Work request:
Look at the entries below and restate word for word the lines from the first through the one that has "Scan for large boulder.".
- - - - -
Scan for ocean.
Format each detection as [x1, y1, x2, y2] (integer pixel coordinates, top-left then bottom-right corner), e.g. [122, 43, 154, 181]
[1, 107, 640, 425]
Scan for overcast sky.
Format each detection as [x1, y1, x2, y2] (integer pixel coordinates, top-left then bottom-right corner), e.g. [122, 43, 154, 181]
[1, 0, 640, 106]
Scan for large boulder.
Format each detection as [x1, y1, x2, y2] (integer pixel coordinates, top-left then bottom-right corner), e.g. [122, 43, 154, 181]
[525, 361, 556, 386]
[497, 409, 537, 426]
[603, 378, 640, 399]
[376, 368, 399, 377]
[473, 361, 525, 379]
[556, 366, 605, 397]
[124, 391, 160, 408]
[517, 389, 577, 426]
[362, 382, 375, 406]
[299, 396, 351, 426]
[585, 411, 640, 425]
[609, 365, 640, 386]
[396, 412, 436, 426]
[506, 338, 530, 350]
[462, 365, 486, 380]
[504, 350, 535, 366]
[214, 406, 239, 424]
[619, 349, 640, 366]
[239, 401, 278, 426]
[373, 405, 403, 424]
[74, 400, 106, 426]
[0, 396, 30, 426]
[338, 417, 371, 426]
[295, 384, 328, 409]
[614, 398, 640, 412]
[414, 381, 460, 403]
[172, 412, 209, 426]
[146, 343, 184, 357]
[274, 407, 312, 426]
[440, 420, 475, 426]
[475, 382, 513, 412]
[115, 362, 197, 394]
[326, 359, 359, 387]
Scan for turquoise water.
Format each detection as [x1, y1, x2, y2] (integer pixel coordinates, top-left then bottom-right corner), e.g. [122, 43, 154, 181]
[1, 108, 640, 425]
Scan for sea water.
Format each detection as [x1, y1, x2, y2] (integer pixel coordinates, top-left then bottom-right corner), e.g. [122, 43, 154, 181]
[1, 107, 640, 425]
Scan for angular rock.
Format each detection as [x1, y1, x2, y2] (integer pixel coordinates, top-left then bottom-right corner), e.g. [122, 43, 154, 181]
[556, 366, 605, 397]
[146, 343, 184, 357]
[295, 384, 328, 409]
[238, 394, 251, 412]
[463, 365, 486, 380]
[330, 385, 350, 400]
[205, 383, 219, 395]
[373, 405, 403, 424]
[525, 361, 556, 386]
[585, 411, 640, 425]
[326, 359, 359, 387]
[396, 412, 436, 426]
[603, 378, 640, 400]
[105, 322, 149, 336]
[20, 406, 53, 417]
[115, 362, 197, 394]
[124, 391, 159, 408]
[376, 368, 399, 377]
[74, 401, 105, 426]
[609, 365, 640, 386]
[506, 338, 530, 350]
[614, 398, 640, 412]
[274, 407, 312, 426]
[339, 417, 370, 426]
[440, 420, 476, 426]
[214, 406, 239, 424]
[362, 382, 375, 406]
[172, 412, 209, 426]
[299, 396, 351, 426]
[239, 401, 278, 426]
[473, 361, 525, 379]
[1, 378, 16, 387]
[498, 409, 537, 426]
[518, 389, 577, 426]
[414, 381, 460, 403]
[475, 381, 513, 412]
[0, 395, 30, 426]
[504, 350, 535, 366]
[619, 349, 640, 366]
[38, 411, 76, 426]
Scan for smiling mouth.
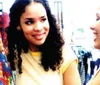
- - - - -
Your response:
Scan for ocean.
Format each detection as [x1, y1, x2, y2] (integer pixel coordinates, top-left then bottom-right corner), e.g. [122, 43, 154, 181]
[1, 107, 640, 425]
Scan for overcast sky.
Format each detection as [x1, y1, x2, y2] (integer pixel coordinates, top-left then bottom-right corner), e.g. [122, 43, 154, 181]
[1, 0, 640, 106]
Scan for large boulder.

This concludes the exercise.